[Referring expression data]
★ ★ ★ ★ ★ ★ ★
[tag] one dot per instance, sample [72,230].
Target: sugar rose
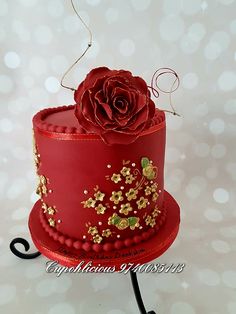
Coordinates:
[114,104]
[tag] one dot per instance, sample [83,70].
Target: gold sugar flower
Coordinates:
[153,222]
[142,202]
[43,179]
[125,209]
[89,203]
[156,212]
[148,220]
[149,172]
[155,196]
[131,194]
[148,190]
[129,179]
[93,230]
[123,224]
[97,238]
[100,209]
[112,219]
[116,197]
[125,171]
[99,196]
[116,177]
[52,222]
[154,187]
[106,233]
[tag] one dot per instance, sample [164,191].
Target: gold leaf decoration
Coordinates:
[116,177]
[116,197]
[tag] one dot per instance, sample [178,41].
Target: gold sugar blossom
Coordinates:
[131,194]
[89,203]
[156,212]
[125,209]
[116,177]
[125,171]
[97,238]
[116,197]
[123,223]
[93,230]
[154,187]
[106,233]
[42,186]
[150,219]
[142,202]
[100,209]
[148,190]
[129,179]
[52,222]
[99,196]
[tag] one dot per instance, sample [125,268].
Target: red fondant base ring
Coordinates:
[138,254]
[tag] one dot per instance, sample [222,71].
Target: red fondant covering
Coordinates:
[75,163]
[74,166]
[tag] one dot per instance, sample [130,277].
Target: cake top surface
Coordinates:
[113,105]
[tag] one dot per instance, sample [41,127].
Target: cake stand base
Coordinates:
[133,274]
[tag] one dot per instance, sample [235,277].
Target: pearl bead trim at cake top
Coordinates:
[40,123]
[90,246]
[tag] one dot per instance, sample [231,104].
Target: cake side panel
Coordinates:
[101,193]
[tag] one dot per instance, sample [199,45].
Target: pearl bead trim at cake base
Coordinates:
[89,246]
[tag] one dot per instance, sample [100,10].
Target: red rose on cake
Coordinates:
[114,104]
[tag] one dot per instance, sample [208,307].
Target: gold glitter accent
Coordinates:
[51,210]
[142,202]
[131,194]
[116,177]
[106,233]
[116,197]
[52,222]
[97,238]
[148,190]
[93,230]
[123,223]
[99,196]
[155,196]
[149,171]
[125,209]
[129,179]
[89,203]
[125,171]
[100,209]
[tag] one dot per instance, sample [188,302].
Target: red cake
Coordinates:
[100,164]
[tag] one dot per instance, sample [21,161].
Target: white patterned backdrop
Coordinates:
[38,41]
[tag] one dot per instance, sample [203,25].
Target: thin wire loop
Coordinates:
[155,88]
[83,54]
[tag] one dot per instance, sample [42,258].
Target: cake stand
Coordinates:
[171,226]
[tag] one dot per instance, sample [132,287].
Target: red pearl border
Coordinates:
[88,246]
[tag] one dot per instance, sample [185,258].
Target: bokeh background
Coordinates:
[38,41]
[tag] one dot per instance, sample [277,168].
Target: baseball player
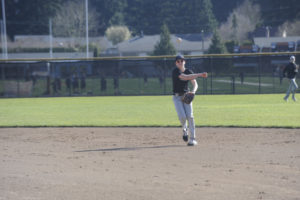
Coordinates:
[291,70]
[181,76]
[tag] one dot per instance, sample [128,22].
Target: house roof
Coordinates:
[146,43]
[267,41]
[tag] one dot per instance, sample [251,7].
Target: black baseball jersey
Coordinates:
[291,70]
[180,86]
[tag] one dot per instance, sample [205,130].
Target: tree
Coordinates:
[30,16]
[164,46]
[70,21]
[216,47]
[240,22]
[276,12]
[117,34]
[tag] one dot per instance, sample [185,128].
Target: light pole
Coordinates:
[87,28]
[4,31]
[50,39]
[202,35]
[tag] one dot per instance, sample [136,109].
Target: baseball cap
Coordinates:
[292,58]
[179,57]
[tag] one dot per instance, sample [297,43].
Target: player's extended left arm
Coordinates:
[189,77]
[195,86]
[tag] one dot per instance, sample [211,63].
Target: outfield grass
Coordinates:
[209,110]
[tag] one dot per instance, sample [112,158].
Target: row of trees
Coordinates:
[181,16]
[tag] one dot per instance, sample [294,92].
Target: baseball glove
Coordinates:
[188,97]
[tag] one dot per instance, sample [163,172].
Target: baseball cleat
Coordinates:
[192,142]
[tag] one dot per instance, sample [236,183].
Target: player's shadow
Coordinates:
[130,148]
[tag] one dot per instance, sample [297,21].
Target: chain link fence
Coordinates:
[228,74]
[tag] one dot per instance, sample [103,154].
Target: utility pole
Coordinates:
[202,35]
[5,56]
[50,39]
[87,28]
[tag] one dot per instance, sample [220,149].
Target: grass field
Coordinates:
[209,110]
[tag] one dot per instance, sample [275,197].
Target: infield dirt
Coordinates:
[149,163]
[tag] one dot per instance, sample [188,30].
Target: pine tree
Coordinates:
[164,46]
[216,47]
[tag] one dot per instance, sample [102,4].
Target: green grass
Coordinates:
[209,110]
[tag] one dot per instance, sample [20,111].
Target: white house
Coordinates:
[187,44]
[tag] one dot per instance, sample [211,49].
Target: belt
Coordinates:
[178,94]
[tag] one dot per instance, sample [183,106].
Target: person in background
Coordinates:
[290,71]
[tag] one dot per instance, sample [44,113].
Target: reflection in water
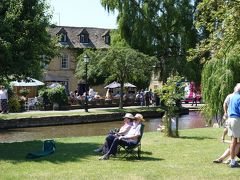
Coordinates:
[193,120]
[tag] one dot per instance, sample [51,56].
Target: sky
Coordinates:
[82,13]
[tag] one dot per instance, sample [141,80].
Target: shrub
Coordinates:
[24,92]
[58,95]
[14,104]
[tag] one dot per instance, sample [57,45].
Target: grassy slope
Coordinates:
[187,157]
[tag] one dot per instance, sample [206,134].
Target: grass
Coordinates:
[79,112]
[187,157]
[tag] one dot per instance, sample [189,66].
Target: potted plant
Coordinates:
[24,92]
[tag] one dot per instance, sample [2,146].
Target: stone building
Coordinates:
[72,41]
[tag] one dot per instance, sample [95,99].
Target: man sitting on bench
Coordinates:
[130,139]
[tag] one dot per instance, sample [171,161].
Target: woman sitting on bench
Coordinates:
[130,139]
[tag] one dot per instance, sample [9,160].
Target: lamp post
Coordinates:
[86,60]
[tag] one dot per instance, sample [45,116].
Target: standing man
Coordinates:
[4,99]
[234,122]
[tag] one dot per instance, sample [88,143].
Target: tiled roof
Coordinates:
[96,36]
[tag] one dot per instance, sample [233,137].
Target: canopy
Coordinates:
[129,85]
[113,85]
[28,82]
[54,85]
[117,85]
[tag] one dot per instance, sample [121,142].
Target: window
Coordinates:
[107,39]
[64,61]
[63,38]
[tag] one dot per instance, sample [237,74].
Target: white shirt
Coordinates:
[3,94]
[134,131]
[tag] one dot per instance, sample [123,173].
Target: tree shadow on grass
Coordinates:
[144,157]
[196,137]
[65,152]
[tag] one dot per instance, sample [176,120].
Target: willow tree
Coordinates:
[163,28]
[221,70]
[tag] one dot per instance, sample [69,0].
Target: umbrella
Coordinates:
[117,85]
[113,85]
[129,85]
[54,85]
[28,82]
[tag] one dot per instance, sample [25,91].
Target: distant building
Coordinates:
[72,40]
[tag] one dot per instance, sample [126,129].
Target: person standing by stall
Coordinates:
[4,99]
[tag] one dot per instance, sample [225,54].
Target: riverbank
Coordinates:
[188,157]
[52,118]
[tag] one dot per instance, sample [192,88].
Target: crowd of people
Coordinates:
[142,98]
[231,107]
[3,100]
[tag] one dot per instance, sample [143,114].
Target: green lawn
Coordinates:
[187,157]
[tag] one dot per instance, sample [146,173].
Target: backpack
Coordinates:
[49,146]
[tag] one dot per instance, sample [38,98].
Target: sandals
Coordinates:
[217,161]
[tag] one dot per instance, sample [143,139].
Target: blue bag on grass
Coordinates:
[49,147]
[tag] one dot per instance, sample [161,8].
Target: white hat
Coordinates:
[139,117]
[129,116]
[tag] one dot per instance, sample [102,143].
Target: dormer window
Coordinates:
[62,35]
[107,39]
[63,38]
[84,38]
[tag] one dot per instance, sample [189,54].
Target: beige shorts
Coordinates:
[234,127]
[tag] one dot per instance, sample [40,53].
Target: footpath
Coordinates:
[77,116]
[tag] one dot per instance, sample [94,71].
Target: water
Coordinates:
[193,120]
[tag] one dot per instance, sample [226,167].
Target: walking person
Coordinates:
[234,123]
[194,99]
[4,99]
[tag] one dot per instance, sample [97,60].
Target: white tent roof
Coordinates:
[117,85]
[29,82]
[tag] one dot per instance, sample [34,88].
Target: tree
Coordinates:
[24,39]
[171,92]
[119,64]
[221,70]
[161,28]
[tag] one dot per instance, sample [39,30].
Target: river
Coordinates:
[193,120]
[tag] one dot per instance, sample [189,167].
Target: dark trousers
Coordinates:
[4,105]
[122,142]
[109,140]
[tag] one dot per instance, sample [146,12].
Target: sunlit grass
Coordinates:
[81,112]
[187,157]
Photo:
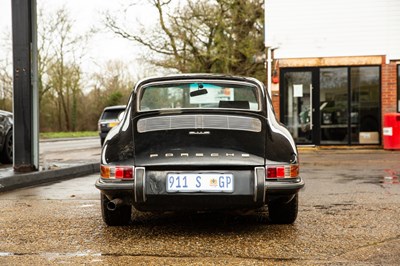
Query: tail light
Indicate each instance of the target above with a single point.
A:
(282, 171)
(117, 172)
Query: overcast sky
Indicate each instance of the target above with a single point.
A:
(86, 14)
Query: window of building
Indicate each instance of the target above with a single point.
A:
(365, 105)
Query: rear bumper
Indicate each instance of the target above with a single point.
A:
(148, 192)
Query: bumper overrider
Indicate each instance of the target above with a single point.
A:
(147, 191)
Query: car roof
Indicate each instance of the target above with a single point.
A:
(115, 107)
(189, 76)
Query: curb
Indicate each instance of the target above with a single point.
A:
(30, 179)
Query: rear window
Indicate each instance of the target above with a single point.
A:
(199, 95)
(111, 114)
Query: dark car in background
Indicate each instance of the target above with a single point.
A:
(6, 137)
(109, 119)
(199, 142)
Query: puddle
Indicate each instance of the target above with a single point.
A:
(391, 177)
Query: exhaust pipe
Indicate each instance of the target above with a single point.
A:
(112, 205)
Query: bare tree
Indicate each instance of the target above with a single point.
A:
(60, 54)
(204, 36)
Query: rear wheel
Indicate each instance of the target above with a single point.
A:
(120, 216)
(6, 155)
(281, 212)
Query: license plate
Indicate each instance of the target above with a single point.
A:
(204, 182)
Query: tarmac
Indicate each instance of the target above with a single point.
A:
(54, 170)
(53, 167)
★ ★ ★ ★ ★ ★ ★
§ What the task requires
Take every line above that includes the string "roof" and return it.

§ Answer for this exercise
Target: house roof
Target: tiled roof
Target: white tent roof
Query: car roof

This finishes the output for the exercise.